■ Texte fourni:
|---|

Bangladesh : Une décision de la Cour Suprême change la vie de plus de 300 000 apatrides

Articles d'actualité, 23 février 2015

© HCR
Nahid Parveen est une auxiliaire de justice ayant une formation de base en droit et médiation. Elle aide les locuteurs de langue ourdoue au Bangladesh à faire une demande pour obtenir des documents d'identité.

DHAKA, Bangladesh, 23 février (HCR) Il fait frais en ce dimanche après-midi dans le camp Geneva à Dhaka, au Bangladesh. De petits groupes se sont formés dans les ruelles étroites de l'installation, cloués devant un écran en plein air diffusant en direct le match de la Coupe du Monde de cricket entre l'Inde et le Pakistan. Certains garçons ont peint le drapeau pakistanais sur leur visage et leur buste, c'est le legs d'un passé qui continue de les affecter aujourd'hui.

Lors de la partition du sous-continent en 1947, des centaines de milliers de locuteurs de langue ourdoue ont migré depuis l'Inde vers ce qui s'appelait alors le Pakistan oriental. Comme certains d'entre eux avaient pris position pour le Pakistan pendant la guerre d'indépendance du Bangladesh, beaucoup ont subi des violences au Bangladesh et ont été forcés de vivre dans des camps dans les centres urbains. Cela était censé prévenir la violence entre la communauté majoritaire et la communauté minoritaire quand le pays est devenu indépendant en 1971.

|---|

■ Items fournis:
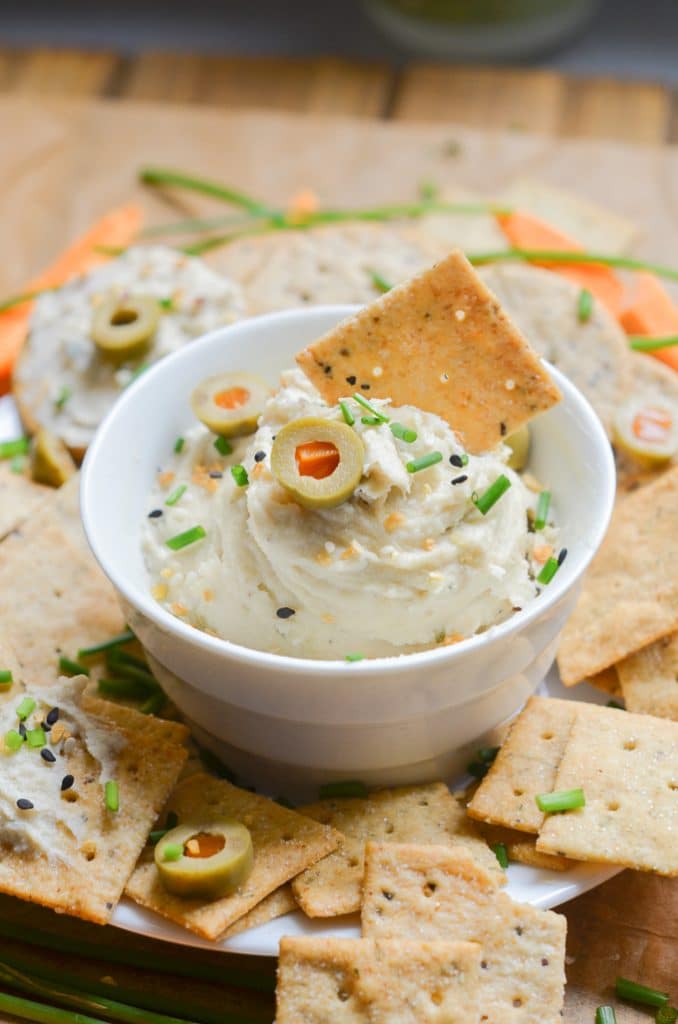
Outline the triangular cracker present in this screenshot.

|---|

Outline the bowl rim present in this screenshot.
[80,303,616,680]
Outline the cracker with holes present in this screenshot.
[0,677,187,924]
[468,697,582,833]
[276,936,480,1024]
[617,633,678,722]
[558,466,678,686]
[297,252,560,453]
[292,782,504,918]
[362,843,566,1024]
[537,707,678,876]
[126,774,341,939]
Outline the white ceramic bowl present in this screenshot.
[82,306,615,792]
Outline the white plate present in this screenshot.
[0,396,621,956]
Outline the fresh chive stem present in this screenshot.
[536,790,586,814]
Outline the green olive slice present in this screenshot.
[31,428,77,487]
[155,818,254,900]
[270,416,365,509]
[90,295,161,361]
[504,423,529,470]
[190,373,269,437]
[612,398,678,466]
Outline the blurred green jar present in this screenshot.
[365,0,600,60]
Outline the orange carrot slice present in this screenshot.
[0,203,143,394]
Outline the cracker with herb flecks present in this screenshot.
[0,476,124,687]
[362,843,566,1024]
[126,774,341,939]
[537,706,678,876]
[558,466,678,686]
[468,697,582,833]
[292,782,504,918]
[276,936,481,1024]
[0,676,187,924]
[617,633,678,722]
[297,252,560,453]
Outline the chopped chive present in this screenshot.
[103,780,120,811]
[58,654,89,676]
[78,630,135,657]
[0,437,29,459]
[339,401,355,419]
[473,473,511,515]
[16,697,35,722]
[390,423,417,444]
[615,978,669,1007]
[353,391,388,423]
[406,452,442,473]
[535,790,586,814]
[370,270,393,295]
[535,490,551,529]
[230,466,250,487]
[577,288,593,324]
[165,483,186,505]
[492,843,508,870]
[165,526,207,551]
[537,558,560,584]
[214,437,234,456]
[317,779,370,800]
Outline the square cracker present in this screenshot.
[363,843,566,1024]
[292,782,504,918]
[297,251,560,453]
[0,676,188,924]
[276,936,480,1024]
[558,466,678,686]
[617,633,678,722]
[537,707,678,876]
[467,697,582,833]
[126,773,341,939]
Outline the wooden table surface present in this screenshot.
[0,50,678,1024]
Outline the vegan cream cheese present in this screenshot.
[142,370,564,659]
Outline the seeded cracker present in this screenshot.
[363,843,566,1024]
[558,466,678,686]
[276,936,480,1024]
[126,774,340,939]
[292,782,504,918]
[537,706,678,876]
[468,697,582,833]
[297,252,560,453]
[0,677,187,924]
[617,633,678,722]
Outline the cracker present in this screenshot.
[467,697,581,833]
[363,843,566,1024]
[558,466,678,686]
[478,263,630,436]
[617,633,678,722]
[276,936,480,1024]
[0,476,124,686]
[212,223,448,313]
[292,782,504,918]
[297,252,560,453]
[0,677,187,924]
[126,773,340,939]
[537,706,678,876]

|---|

■ Consigne 1: Traduisez en anglais la phrase suivante de l'article sur les apatrides du Bangladesh : « Nahid Parveen est une auxiliaire de justice ayant une formation de base en droit et médiation. »
■ Consigne 2: Rédigez la suite de l'article sur les apatrides du Bangladesh, en reprenant juste après sa dernière phrase.

■ Résultat 1: Nahid Parveen is a paralegal with basic training in law and mediation.

■ Résultat 2:
En 2006, selon les estimations, 151 000 personnes apatrides parlant ourdou vivaient dans 116 camps et installations au Bangladesh, tandis que 100 000 autres vivaient en dehors des camps sans bénéficier de la citoyenneté non plus. Depuis cette date, des décisions judiciaires et un effort concerté des instances nationales et internationales ont contribué à diminuer le nombre d'apatrides et à montrer un bon exemple de la façon de réduire l'apatridie.

A lui seul, le camp Geneva accueille près de 30 000 locuteurs de langue ourdoue. Tandis que la foule du dimanche se concentre sur le cricket, deux jeunes femmes terminent leur journée de travail. Elles ne le savent peut-être pas, mais Nahid Parveen et Shabnaj Akter, toutes deux âgées de 20 ans, détiennent la clé du présent et de l'avenir de leur communauté.

Elles travaillent dans un centre d'aide juridique fondé par Khalid Hussain, le premier avocat parmi la communauté parlant ourdou issue des camps au Bangladesh. Il a étudié dans le camp jusqu'à la 4ème avant de fréquenter une école publique enseignant en bengali. Subissant fréquemment des moqueries et des préjugés, la plupart de ses amis ont abandonné l'école et seuls quatre d'entre eux ont réussi à terminer leurs études un véritable exploit.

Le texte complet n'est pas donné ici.